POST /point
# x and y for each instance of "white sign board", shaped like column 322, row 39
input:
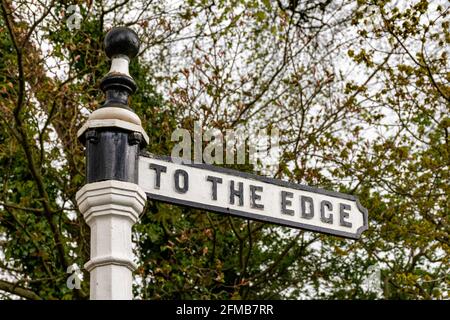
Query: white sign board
column 250, row 196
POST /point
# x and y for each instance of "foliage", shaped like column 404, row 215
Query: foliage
column 359, row 89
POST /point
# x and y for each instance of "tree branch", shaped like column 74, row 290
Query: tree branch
column 17, row 290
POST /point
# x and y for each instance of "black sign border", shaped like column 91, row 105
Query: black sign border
column 277, row 182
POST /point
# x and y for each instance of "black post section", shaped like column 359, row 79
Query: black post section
column 112, row 152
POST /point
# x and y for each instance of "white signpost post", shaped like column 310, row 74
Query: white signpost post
column 250, row 196
column 119, row 178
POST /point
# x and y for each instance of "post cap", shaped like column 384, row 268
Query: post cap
column 122, row 41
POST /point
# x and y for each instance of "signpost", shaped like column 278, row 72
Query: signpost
column 250, row 196
column 120, row 176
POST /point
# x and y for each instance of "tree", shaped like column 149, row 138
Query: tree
column 359, row 90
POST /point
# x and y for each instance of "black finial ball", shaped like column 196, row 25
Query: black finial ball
column 122, row 40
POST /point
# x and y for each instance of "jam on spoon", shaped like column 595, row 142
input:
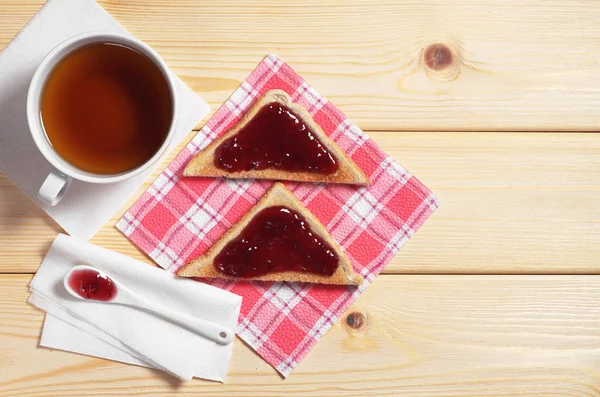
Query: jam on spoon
column 275, row 138
column 277, row 239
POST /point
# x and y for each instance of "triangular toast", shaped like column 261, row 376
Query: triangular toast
column 348, row 172
column 277, row 195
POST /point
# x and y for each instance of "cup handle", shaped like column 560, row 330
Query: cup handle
column 54, row 188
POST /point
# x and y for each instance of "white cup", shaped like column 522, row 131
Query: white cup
column 56, row 184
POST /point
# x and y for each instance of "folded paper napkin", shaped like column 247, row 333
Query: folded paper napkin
column 85, row 207
column 178, row 218
column 123, row 333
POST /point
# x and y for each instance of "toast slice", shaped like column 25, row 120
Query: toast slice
column 203, row 164
column 277, row 195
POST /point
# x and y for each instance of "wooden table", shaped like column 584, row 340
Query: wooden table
column 493, row 105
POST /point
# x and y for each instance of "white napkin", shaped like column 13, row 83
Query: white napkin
column 126, row 334
column 85, row 207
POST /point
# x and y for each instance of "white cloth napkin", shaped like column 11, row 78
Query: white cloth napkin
column 126, row 334
column 85, row 207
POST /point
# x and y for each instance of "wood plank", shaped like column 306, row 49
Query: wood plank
column 515, row 65
column 510, row 203
column 422, row 336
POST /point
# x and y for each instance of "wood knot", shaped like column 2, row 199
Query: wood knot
column 438, row 56
column 355, row 321
column 442, row 60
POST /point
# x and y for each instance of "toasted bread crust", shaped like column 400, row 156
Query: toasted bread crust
column 348, row 172
column 278, row 194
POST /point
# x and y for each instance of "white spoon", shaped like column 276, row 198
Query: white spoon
column 108, row 290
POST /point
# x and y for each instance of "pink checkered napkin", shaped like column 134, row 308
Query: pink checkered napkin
column 179, row 218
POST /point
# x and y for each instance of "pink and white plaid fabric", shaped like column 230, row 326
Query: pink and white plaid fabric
column 179, row 218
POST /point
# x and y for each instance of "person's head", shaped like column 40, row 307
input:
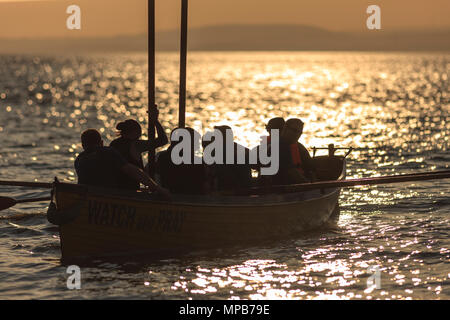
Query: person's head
column 91, row 139
column 129, row 129
column 292, row 130
column 275, row 123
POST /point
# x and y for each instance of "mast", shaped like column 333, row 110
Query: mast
column 151, row 82
column 183, row 61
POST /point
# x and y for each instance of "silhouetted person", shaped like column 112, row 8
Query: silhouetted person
column 102, row 166
column 232, row 176
column 296, row 164
column 275, row 123
column 131, row 147
column 184, row 178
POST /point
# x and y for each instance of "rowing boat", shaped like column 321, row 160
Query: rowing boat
column 96, row 222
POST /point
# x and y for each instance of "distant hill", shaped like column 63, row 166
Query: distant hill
========================================
> [Prompt]:
Put each line of the entries above into a JSON list of strings, one string per line, skipping blank lines. Leave the pictures out of the list.

> [Solution below]:
[
  "POST /point",
  "# x and y for each instance of \"white sign board\", shaped like column 322, row 39",
  "input:",
  "Query: white sign board",
  "column 250, row 196",
  "POST /point",
  "# x and y for each instance of \"foliage\", shaped like column 404, row 215",
  "Query: foliage",
  "column 359, row 89",
  "POST /point",
  "# x and y for each instance of \"tree branch\", shaped like column 74, row 290",
  "Query: tree branch",
  "column 17, row 290",
  "POST /point",
  "# x and y for each instance of \"black sign border\", shaped like column 91, row 105",
  "Query: black sign border",
  "column 277, row 182",
  "POST /point",
  "# x and y for each instance of \"black post section\", shaped like column 359, row 79",
  "Query: black post section",
  "column 112, row 152",
  "POST /point",
  "# x and y for each instance of \"white signpost post\", shaped like column 310, row 74",
  "Query: white signpost post",
  "column 250, row 196",
  "column 119, row 178",
  "POST /point",
  "# x and y for each instance of \"post cap\", shaped like column 384, row 268",
  "Query: post cap",
  "column 122, row 41",
  "POST /point",
  "# x and y for each instance of \"signpost\", shaped like column 278, row 72",
  "Query: signpost",
  "column 250, row 196",
  "column 120, row 176",
  "POST /point",
  "# x and y for each instance of \"tree\", shaped like column 149, row 138",
  "Query: tree",
  "column 359, row 90",
  "POST /point",
  "# x and y for each instance of \"black finial ball\", shaped like column 196, row 25",
  "Query: black finial ball",
  "column 122, row 40",
  "POST /point",
  "# x and y for each instance of \"jam on spoon\", shaped like column 595, row 142",
  "input:",
  "Query: jam on spoon",
  "column 275, row 138",
  "column 277, row 239",
  "POST /point",
  "# x and y for each instance of \"triangular toast\", shaped like column 261, row 376",
  "Query: triangular toast",
  "column 348, row 172",
  "column 277, row 195",
  "POST /point",
  "# x and y for each instance of \"cup handle\", shaped like column 560, row 330",
  "Query: cup handle",
  "column 54, row 188",
  "POST /point",
  "# x and y for each instance of \"white cup\", shaped like column 522, row 131",
  "Query: white cup",
  "column 56, row 184",
  "POST /point",
  "# x and y for each instance of \"folded paper napkin\", shaped like column 247, row 333",
  "Query: folded paper napkin",
  "column 85, row 207",
  "column 178, row 218",
  "column 123, row 333",
  "POST /point",
  "# x and y for each instance of \"toast slice\", shaped like column 25, row 120",
  "Query: toast slice",
  "column 203, row 164",
  "column 277, row 195",
  "POST /point",
  "# x and y for each instance of \"wooden table\", shaped like column 584, row 340",
  "Query: wooden table",
  "column 493, row 105",
  "POST /point",
  "# x and y for each instance of \"white napkin\", shaped like column 13, row 83",
  "Query: white napkin",
  "column 126, row 334",
  "column 85, row 207",
  "POST /point",
  "# x and y for each instance of \"white cloth napkin\", shaped like column 11, row 78",
  "Query: white cloth napkin",
  "column 126, row 334",
  "column 85, row 207",
  "POST /point",
  "# x and y for each instance of \"wood plank\", shaped like column 306, row 49",
  "Query: wood plank",
  "column 515, row 65",
  "column 510, row 203",
  "column 422, row 336",
  "POST /point",
  "# x and y for each instance of \"wood knot\", shaped like column 2, row 199",
  "Query: wood knot",
  "column 438, row 56",
  "column 355, row 321",
  "column 442, row 60",
  "POST /point",
  "# x and y for each instance of \"toasted bread crust\", shaped like column 400, row 156",
  "Query: toasted bread crust",
  "column 348, row 172",
  "column 278, row 194",
  "POST /point",
  "# x and y for each instance of \"white spoon\", shaped like column 276, row 198",
  "Query: white spoon",
  "column 108, row 290",
  "POST /point",
  "# x and y for each instance of \"pink checkered napkin\", shaped like column 134, row 308",
  "Query: pink checkered napkin",
  "column 179, row 218",
  "POST /point",
  "# x and y for each instance of \"pink and white plaid fabric\", shaped like column 230, row 326",
  "Query: pink and white plaid fabric",
  "column 179, row 218",
  "POST /point",
  "# x and y for each instance of \"person's head\", shaped like column 40, row 307",
  "input:",
  "Query: person's head",
  "column 91, row 139",
  "column 129, row 129",
  "column 292, row 130",
  "column 275, row 123",
  "POST /point",
  "# x and y for each instance of \"mast\", shaped like column 333, row 110",
  "Query: mast",
  "column 151, row 82",
  "column 183, row 61",
  "POST /point",
  "# x and y for each instance of \"silhouetted person\", shaped like column 112, row 8",
  "Query: silhouetted person",
  "column 102, row 166",
  "column 232, row 176",
  "column 296, row 164",
  "column 275, row 123",
  "column 131, row 147",
  "column 184, row 178",
  "POST /point",
  "# x and y for each instance of \"rowing boat\", shaped like column 321, row 160",
  "Query: rowing boat",
  "column 96, row 222",
  "POST /point",
  "# x and y for each instance of \"distant hill\", shaped like column 63, row 166",
  "Query: distant hill"
]